* **Page text**
►
Massive demonstrations in Spain for International Women’s Day

On International Women’s Day this week, hundreds of thousands of women in Spain came out to protest against the slow pace of change towards gender equality. Government estimates suggested that there were around 360,000 demonstrators in Madrid, 220,000 in Valencia and 200,000 in Barcelona. Alongside the protests, female workers and students also organised strikes and temporary work stoppages. The massive feminist mobilisation comes in the context of debates in Spain on issues such as the right to abortion, fuelled by the rise of the far-right Vox and the rightward lurch of the Partido Popular (PP). The current PP leader, Pablo Casado, has openly criticised ‘leftist feminism’, a position that has helped contribute to this backlash from Spain’s women.

60 countries’ nationals will need to register to visit Schengen from 2021

This week, especially American news media reported on the upcoming European Travel Information and Authorisation System (ETIAS), to be put in place on 1 January 2021. The system, which is to apply to nationals of 60 countries, requires people travelling to the Schengen Area to register online and obtain travel authorisation before visiting, in a similar vein to the ESTA authorisation required before visiting the United States. The ETIAS authorisation costs 7 euros, and the authorisation enables the individual to visit the Schengen Area unlimited times for three years. The system, announced by the European Commission in July last year, applies to nationals of countries including the United States, Canada, Australia, Mexico, Brazil, Singapore and Israel.
◄
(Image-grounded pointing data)
►
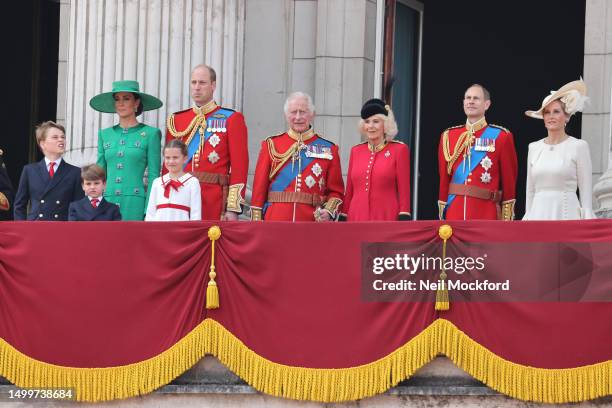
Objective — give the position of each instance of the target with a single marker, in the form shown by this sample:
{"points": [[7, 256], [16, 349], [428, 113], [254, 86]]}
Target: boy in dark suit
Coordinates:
{"points": [[51, 184], [93, 207]]}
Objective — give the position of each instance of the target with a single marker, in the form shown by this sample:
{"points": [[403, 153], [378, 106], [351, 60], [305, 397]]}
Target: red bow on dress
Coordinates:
{"points": [[175, 184]]}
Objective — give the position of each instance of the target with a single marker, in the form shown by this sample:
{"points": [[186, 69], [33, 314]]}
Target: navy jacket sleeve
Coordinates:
{"points": [[20, 207]]}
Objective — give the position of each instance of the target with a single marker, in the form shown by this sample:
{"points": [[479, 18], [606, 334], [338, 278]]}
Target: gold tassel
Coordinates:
{"points": [[212, 290], [442, 299]]}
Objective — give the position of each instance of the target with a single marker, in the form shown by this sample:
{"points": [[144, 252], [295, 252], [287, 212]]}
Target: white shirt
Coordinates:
{"points": [[184, 204]]}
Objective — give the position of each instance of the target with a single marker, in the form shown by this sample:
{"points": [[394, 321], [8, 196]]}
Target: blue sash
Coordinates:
{"points": [[288, 173], [220, 117], [461, 174]]}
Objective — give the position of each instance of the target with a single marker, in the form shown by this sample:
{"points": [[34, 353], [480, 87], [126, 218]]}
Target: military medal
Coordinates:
{"points": [[213, 157], [319, 152], [485, 145], [486, 163], [310, 181], [485, 177], [214, 140]]}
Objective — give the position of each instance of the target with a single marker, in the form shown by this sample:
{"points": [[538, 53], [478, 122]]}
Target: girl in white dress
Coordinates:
{"points": [[559, 164], [175, 196]]}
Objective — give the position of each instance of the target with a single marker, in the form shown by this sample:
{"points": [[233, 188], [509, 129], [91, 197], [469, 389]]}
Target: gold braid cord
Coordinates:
{"points": [[279, 159], [190, 130], [463, 143]]}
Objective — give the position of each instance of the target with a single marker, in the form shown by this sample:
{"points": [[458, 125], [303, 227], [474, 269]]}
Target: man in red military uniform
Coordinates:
{"points": [[477, 165], [298, 175], [216, 140]]}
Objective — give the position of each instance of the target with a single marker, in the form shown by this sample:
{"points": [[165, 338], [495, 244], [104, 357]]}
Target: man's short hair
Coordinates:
{"points": [[92, 172], [296, 95], [41, 130], [211, 71], [485, 91]]}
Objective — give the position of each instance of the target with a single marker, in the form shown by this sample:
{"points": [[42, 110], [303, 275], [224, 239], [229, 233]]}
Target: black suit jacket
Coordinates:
{"points": [[82, 210], [49, 197]]}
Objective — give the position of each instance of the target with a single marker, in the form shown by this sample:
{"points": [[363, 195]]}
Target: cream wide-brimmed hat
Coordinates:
{"points": [[573, 95]]}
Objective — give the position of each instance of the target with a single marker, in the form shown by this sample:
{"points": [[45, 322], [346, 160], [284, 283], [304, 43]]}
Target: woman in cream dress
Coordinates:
{"points": [[559, 164]]}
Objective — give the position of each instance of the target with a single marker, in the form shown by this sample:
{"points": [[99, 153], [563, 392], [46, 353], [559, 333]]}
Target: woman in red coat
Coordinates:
{"points": [[378, 180]]}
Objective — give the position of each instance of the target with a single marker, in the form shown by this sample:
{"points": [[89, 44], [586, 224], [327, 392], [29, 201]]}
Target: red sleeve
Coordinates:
{"points": [[261, 182], [238, 149], [444, 176], [508, 168], [402, 172], [348, 195], [335, 183]]}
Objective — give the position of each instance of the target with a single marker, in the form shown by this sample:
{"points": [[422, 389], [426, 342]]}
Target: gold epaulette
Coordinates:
{"points": [[273, 136], [500, 127]]}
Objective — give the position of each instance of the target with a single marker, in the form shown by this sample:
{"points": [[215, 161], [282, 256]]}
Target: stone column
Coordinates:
{"points": [[596, 119], [156, 42], [344, 68]]}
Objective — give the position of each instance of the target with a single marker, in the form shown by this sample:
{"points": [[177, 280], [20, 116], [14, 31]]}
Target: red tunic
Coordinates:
{"points": [[321, 177], [502, 175], [227, 155], [378, 183]]}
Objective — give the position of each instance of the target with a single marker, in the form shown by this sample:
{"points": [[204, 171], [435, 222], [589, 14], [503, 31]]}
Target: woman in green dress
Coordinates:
{"points": [[127, 149]]}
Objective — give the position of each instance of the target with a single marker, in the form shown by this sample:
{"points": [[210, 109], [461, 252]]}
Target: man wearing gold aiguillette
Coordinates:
{"points": [[6, 191], [298, 176], [216, 139], [477, 165]]}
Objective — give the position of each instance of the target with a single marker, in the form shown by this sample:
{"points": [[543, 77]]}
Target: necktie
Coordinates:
{"points": [[175, 184]]}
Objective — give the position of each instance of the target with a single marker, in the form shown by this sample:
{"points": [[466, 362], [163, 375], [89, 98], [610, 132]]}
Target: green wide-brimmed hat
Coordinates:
{"points": [[105, 102]]}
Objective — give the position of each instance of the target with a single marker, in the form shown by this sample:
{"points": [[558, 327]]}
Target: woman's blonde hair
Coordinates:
{"points": [[389, 124]]}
◄
* **What is required**
According to the news text, how much does the ETIAS travel authorization cost?

* **Answer section**
7 euros.